- **Work required**
Repeat word for word everything in the text about Egypt below, from "The Egyptian Armed" down to "this millennial nation.".

* begin Text provided *

After 18 days of harsh battling, the Egyptian people attained an important objective: to defeat the United States' principal ally in the heart of the Arab countries. Mubarak was oppressing and plundering his own people, he was an enemy of the Palestinians and an accomplice of Israel, the sixth nuclear power on the planet, associated with the military NATO group.

The Egyptian Armed Forces, under the command of Gamal Abdel Nasser, had overthrown a submissive king and created the Republic which, with support from the USSR, defended the homeland from the Franco-British and Israeli invasion in 1956 and retained possession of the Suez Canal and the independence of this millennial nation.

Thus Egypt enjoyed a high level of prestige in the Third World. Nasser was known as one of the most outstanding leaders of the Non-Aligned Movement, which he participated in creating, together with other eminent leaders of Asia, Africa and Oceania who were fighting for national liberation and political and economic independence from the former colonies.

Egypt always enjoyed the support and respect of the abovementioned international organization which brings together more than 100 countries. That sister nation currently presides over the Movement for the three-year period established; and the support of many of its members for the struggle which its people are now waging will not be slow in coming.

* end Text provided *
* begin Entries provided *

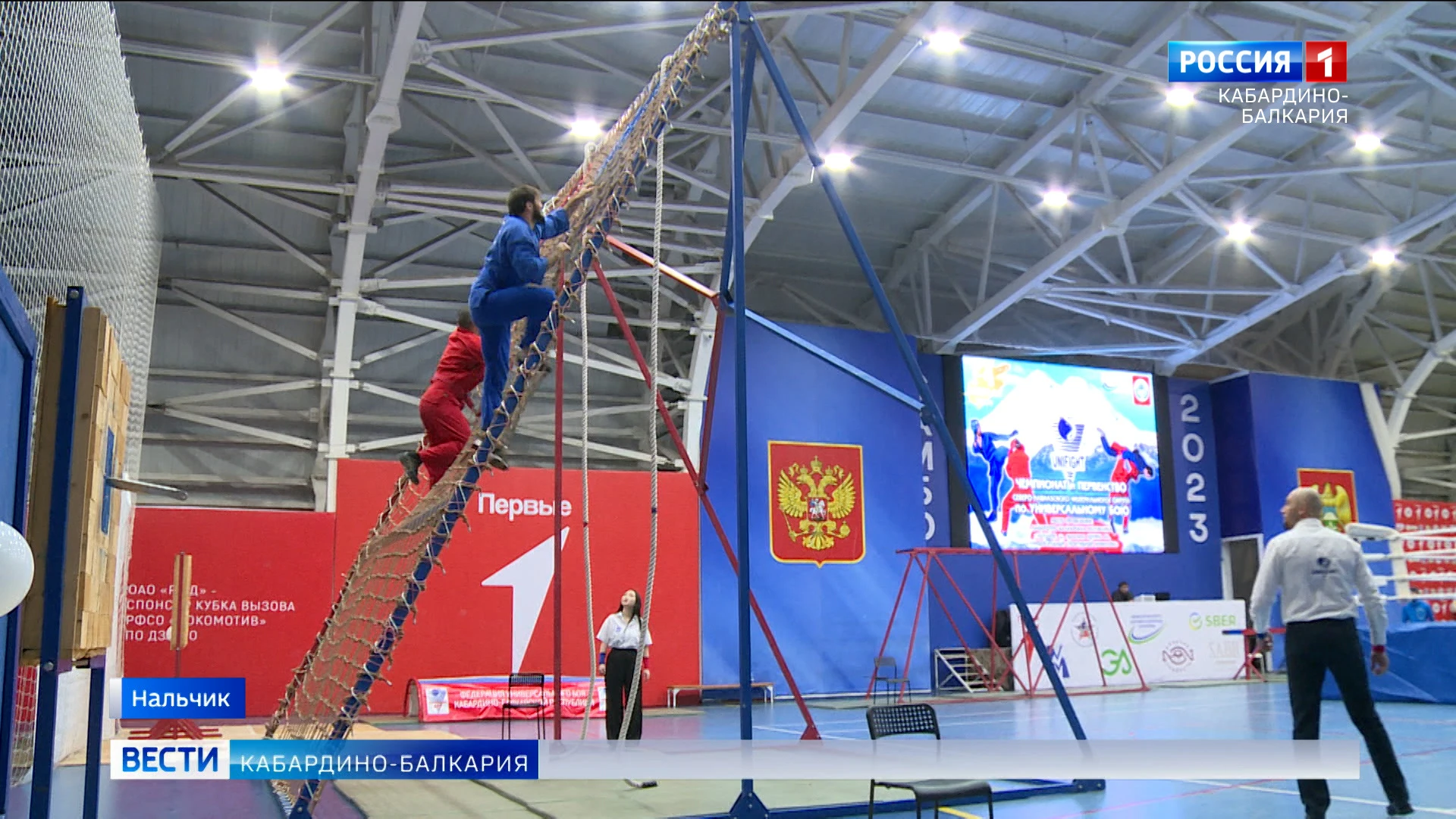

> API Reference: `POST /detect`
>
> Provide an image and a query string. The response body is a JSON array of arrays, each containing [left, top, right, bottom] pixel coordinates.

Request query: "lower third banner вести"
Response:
[[111, 739, 1360, 780]]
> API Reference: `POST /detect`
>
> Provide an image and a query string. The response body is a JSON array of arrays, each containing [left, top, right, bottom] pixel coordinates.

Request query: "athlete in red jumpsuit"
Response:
[[1098, 430, 1153, 535], [1000, 438, 1041, 536], [399, 310, 485, 485]]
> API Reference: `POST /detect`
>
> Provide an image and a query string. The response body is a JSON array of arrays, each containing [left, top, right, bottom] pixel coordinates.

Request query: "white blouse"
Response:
[[597, 612, 652, 650]]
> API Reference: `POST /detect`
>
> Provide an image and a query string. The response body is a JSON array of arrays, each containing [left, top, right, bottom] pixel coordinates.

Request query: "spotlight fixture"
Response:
[[924, 29, 961, 54], [1168, 86, 1198, 108], [570, 120, 601, 140], [249, 63, 288, 93]]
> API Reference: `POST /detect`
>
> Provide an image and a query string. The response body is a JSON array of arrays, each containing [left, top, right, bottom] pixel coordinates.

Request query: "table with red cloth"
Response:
[[405, 675, 607, 723]]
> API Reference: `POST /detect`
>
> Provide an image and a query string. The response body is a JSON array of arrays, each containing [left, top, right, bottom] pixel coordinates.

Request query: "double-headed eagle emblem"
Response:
[[779, 457, 855, 551]]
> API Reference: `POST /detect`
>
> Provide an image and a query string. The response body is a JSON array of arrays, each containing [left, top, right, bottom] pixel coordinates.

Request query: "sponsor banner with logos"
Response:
[[1372, 500, 1456, 623], [1010, 601, 1245, 688]]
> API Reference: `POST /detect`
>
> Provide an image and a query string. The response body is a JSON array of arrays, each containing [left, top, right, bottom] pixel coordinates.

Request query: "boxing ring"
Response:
[[1325, 523, 1456, 704]]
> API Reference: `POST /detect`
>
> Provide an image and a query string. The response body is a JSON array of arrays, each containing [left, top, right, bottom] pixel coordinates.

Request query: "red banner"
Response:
[[1395, 500, 1456, 621], [405, 676, 607, 723], [769, 440, 864, 567], [337, 460, 701, 714], [1299, 469, 1360, 532], [124, 506, 337, 717]]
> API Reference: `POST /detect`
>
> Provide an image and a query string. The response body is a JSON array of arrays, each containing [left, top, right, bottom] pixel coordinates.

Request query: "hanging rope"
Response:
[[576, 192, 597, 739], [617, 128, 667, 739]]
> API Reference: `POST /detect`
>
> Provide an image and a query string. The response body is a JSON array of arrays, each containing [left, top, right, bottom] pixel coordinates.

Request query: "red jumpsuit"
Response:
[[1000, 438, 1041, 535], [419, 329, 485, 485]]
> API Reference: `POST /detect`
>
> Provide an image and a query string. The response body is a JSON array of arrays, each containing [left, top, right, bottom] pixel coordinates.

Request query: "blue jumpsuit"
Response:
[[971, 424, 1016, 520], [470, 209, 571, 435]]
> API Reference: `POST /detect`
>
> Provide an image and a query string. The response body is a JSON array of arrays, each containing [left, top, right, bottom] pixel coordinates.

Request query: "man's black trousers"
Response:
[[606, 648, 646, 739], [1284, 620, 1410, 816]]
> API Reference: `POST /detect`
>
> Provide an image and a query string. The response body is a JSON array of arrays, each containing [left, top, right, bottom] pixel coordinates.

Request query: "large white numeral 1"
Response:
[[1184, 472, 1209, 503], [1178, 392, 1198, 424]]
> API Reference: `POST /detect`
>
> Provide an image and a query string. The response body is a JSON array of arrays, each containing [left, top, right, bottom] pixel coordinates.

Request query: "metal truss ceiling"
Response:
[[117, 2, 1456, 509]]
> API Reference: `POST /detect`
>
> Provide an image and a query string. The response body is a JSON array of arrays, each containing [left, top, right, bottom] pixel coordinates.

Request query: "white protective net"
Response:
[[0, 0, 160, 781]]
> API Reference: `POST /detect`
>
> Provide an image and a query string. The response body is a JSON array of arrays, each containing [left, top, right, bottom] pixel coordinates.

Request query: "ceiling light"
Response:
[[249, 63, 288, 93], [1356, 131, 1380, 153], [924, 29, 961, 54], [571, 120, 601, 140], [1168, 86, 1198, 108]]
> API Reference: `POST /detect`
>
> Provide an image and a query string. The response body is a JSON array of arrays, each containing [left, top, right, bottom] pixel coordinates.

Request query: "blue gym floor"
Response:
[[9, 682, 1456, 819]]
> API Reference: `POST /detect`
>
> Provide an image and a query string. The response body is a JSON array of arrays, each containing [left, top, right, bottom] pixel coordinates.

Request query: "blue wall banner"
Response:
[[1168, 379, 1223, 554], [701, 322, 943, 694], [1213, 373, 1399, 667], [920, 354, 951, 547], [114, 676, 247, 720]]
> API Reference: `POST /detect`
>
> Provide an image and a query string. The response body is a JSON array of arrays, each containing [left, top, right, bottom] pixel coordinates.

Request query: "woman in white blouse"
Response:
[[597, 588, 652, 739]]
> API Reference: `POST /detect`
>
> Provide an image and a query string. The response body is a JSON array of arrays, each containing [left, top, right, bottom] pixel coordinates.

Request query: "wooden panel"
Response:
[[20, 300, 131, 664]]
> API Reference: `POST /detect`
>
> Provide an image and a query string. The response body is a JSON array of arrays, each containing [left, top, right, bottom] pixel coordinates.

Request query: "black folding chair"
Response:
[[871, 657, 910, 702], [864, 702, 996, 819], [500, 673, 546, 739]]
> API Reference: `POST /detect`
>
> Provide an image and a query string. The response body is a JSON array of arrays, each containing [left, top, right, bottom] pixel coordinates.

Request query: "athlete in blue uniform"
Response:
[[470, 185, 588, 446], [971, 419, 1018, 522]]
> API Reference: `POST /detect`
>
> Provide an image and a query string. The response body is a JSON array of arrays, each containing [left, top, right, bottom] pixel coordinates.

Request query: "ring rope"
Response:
[[617, 121, 667, 739], [576, 181, 597, 739]]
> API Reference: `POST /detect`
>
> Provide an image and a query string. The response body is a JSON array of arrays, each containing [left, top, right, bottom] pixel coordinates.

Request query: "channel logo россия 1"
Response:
[[1168, 39, 1348, 83]]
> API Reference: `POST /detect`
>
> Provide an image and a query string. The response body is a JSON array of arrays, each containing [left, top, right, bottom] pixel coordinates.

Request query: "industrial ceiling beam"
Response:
[[939, 0, 1426, 354], [431, 3, 904, 51], [158, 2, 358, 158], [325, 0, 427, 512]]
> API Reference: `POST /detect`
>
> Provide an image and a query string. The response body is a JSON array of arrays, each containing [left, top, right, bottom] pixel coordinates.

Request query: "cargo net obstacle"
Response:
[[1345, 523, 1456, 621], [265, 6, 733, 816]]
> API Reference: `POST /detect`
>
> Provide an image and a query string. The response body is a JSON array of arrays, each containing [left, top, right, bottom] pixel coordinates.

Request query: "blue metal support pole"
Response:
[[82, 654, 106, 819], [748, 20, 1086, 758], [744, 310, 924, 413], [29, 287, 86, 819], [0, 262, 38, 817], [726, 16, 757, 819]]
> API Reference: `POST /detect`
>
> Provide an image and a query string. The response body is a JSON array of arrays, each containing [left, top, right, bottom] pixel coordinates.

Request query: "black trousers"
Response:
[[1284, 620, 1410, 816], [606, 648, 646, 739]]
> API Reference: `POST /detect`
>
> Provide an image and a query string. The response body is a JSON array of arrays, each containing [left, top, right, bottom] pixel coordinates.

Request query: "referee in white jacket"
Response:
[[1249, 488, 1414, 819]]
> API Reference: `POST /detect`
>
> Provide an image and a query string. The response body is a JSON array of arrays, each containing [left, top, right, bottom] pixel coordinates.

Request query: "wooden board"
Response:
[[20, 299, 131, 664]]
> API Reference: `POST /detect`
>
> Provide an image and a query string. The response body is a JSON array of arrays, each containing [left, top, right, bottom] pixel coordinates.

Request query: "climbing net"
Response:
[[266, 5, 733, 816]]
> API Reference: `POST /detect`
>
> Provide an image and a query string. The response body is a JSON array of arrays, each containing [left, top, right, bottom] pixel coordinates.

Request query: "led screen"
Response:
[[961, 356, 1163, 552]]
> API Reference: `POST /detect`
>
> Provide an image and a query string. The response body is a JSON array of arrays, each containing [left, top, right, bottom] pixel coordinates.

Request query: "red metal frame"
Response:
[[864, 547, 1149, 698], [591, 259, 820, 739]]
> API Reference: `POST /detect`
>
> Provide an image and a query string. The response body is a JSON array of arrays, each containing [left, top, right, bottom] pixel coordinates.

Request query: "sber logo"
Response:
[[1168, 39, 1348, 83]]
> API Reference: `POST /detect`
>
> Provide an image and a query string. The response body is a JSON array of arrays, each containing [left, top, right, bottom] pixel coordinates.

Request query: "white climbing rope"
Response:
[[617, 130, 667, 739]]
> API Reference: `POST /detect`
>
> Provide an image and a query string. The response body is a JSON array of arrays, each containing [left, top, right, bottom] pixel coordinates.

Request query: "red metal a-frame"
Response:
[[864, 547, 1147, 698]]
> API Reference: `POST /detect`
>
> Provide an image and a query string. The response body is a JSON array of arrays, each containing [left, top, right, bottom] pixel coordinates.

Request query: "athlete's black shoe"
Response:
[[399, 452, 424, 484]]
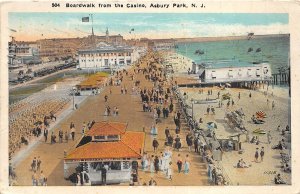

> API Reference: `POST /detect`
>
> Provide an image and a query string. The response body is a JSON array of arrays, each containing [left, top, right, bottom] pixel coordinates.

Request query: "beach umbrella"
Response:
[[252, 128, 266, 135], [256, 111, 267, 118], [34, 121, 43, 125], [207, 122, 218, 129]]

* end Entries provided *

- **Solution below**
The Egyptian Armed Forces, under the command of Gamal Abdel Nasser, had overthrown a submissive king and created the Republic which, with support from the USSR, defended the homeland from the Franco-British and Israeli invasion in 1956 and retained possession of the Suez Canal and the independence of this millennial nation.